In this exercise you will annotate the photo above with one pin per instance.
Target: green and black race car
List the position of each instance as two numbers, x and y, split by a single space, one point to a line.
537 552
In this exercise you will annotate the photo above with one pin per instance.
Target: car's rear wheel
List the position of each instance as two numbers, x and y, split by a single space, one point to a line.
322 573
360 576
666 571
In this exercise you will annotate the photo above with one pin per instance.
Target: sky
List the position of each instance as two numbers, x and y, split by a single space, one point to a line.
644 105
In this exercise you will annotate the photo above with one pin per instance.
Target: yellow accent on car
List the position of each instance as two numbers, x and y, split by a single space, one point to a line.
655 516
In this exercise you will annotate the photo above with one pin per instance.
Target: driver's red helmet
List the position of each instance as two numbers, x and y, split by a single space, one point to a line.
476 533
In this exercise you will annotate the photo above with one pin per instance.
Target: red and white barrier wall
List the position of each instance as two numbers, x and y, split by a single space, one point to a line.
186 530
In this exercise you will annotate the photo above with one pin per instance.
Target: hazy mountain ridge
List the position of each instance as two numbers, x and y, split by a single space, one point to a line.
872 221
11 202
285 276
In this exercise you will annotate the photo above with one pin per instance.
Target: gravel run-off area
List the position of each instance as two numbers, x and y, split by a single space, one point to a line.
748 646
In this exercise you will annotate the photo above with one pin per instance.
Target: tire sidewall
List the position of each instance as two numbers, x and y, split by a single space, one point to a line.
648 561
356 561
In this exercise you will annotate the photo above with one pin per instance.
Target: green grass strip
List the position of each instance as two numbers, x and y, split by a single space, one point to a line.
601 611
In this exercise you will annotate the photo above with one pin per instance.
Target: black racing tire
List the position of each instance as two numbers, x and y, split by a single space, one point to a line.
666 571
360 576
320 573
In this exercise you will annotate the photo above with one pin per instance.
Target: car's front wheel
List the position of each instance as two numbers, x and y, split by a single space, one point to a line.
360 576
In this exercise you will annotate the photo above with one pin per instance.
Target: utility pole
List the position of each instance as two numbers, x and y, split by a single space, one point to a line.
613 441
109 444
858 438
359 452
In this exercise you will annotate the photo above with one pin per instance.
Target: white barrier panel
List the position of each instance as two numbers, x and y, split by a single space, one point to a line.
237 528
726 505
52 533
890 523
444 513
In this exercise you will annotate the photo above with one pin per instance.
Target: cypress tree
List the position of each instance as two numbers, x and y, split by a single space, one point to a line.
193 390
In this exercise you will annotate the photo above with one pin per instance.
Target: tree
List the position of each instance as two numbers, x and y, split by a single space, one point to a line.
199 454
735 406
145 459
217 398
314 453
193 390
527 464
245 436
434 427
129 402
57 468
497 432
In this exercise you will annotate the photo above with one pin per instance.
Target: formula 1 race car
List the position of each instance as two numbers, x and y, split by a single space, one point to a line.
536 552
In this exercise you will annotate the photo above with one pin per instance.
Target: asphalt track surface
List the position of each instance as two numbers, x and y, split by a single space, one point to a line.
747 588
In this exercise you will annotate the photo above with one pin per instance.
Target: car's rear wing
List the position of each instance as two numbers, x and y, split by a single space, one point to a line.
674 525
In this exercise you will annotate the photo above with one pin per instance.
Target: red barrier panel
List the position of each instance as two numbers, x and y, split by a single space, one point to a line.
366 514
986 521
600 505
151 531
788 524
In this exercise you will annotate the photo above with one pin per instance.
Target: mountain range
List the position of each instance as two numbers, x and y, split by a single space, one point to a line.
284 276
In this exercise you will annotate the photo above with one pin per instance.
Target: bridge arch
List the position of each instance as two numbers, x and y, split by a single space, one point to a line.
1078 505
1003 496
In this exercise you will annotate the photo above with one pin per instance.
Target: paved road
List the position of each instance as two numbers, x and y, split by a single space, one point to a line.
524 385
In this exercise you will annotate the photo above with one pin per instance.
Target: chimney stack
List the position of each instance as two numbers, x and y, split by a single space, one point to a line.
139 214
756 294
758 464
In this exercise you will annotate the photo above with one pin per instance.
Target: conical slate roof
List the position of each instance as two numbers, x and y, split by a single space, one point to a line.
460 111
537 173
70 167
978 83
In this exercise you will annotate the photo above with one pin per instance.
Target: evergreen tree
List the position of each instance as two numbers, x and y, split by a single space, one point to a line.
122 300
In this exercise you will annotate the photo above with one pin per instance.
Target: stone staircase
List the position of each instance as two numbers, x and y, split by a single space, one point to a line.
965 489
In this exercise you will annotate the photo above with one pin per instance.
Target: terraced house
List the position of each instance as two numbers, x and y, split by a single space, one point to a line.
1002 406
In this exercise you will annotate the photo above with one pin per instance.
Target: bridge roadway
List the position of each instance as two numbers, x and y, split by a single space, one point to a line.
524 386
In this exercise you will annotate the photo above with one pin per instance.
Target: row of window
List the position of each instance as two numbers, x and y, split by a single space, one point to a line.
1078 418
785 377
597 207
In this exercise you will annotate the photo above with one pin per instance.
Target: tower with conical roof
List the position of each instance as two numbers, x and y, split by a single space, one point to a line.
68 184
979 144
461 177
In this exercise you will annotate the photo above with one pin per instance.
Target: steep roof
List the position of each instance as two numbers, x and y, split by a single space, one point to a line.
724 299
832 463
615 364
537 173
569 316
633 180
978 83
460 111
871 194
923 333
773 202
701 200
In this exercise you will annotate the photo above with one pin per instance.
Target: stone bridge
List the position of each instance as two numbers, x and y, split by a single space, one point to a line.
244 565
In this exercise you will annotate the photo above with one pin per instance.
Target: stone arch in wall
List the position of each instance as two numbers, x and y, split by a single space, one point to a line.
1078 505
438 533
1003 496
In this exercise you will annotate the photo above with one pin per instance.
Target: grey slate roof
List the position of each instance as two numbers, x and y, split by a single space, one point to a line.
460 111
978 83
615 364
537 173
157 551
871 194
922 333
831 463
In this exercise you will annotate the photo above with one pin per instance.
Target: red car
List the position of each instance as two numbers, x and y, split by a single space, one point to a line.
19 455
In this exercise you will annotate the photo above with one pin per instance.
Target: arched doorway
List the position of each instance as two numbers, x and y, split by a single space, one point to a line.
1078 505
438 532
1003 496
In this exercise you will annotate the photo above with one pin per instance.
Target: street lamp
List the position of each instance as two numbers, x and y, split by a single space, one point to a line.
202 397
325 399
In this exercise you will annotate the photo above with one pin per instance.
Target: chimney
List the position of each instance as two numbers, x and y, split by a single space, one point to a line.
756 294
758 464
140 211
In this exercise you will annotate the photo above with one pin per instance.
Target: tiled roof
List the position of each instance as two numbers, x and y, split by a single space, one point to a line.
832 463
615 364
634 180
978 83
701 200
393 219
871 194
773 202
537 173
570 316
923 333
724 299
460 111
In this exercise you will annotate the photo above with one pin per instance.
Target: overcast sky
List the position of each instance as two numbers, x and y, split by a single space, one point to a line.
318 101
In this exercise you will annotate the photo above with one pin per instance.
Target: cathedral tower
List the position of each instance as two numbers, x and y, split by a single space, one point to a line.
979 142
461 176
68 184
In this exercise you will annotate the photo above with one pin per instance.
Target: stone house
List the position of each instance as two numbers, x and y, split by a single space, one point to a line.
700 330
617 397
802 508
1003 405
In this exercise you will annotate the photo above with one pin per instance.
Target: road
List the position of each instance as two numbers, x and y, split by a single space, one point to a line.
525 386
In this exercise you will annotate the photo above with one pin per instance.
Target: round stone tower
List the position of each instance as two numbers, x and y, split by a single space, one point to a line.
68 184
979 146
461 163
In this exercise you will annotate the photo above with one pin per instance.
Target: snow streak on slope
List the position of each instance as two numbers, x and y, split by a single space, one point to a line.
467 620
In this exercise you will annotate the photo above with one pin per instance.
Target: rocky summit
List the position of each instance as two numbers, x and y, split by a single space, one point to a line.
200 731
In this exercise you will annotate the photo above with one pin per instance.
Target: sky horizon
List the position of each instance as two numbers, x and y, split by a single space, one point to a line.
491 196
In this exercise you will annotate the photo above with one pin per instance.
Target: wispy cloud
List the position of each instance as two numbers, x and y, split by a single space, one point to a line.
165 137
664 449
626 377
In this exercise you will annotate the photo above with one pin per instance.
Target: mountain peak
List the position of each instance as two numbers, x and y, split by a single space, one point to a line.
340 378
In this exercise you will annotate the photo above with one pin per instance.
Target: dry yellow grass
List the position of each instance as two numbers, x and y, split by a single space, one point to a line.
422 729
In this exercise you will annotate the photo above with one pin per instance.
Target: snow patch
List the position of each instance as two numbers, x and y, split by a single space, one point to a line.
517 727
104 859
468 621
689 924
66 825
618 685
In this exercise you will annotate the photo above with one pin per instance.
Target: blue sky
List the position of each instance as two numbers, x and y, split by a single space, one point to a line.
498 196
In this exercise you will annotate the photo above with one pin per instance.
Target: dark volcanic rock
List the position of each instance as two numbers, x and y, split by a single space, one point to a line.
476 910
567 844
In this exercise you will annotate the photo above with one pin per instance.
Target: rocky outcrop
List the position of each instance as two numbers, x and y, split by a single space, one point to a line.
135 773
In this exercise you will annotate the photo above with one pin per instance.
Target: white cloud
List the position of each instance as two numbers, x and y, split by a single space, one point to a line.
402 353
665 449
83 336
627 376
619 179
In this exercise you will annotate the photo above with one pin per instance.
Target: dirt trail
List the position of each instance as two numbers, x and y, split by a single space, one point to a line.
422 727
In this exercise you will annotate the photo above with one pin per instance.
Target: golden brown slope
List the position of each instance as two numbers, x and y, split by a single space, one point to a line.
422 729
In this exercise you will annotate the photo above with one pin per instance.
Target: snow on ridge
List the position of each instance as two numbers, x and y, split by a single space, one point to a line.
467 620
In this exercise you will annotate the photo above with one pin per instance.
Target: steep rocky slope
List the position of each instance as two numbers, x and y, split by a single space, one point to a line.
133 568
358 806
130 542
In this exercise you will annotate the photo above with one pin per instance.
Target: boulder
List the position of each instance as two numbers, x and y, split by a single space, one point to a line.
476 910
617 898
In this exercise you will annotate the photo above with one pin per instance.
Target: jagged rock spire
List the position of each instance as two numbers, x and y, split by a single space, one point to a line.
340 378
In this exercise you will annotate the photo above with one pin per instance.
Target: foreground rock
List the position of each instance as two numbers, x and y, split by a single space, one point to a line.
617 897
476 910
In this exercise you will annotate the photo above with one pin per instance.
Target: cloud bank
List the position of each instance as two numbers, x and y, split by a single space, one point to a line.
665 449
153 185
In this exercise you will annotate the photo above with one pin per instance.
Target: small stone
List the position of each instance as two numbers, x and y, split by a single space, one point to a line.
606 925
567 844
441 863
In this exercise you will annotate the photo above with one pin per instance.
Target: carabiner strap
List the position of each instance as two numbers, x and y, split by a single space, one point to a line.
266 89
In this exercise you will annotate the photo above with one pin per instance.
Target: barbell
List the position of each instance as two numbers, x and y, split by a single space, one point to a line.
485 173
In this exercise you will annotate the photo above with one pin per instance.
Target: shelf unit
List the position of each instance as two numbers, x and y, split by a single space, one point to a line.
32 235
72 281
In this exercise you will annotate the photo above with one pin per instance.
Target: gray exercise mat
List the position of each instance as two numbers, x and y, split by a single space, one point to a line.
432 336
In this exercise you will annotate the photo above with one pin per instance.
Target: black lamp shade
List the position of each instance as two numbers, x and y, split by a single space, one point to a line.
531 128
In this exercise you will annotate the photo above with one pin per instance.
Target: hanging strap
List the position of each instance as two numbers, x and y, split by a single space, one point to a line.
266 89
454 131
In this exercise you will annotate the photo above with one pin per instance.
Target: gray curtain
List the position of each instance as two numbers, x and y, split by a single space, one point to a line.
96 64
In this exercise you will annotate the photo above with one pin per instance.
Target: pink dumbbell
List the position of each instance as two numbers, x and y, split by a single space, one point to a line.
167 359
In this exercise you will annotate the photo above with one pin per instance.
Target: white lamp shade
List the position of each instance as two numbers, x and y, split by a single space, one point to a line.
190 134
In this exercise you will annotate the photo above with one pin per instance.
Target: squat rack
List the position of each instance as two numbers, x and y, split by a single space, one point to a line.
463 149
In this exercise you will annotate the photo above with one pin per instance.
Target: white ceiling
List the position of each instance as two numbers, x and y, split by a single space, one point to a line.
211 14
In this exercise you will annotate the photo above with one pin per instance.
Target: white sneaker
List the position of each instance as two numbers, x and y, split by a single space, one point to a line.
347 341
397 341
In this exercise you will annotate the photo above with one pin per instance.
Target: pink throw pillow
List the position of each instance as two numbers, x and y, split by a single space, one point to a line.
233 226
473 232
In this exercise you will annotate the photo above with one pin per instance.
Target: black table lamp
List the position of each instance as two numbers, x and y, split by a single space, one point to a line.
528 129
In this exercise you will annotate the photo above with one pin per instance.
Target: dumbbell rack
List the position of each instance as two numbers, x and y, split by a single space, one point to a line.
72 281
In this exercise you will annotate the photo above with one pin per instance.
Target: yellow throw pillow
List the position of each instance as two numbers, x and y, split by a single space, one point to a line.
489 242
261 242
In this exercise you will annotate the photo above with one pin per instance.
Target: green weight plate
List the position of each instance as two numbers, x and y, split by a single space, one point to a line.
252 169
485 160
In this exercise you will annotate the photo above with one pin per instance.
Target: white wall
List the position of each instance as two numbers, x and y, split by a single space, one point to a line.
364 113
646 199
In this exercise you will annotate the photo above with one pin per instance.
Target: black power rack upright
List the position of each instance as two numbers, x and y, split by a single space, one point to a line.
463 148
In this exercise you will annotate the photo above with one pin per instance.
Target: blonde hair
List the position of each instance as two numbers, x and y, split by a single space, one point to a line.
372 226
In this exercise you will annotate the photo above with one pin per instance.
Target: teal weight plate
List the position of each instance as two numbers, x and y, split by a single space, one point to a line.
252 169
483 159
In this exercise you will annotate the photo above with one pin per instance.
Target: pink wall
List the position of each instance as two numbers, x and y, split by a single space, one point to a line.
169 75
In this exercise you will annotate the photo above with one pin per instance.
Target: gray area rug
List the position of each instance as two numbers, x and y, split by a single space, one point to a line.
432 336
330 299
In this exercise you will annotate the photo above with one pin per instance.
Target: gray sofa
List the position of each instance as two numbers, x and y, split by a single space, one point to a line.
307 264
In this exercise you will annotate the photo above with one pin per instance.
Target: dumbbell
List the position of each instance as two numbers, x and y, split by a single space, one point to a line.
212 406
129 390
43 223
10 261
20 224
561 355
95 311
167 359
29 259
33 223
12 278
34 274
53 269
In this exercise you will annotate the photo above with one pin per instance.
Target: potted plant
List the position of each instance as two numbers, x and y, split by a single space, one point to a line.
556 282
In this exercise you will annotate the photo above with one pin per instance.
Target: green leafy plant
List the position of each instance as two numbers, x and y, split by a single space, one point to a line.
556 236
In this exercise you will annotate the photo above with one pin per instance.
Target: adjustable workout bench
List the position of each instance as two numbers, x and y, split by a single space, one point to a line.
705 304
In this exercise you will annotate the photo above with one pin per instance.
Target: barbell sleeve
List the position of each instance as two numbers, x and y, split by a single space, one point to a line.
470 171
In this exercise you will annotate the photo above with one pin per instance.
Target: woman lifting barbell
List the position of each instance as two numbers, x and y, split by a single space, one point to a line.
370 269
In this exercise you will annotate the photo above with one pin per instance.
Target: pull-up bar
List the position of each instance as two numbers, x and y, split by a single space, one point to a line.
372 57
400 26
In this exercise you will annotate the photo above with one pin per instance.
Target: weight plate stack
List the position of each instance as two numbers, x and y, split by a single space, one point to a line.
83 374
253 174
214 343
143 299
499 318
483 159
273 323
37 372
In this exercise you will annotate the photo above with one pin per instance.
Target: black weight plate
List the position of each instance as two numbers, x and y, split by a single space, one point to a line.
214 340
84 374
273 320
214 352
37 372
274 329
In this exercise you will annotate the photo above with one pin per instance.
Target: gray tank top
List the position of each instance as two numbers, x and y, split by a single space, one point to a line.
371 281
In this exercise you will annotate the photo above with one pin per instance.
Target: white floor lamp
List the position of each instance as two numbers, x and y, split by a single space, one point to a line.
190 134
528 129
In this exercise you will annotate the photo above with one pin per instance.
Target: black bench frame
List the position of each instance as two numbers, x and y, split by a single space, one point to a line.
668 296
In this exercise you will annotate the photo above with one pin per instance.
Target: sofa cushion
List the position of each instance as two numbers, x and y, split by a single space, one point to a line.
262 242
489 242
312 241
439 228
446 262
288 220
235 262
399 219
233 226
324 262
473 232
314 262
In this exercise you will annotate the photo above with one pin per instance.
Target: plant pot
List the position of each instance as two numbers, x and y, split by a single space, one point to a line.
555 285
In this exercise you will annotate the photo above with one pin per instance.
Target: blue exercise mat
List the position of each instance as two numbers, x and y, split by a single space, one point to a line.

********

How many lines in the records above contain the word "shade"? Case counts. Reply with the number only.

COMPLETED TASK: 2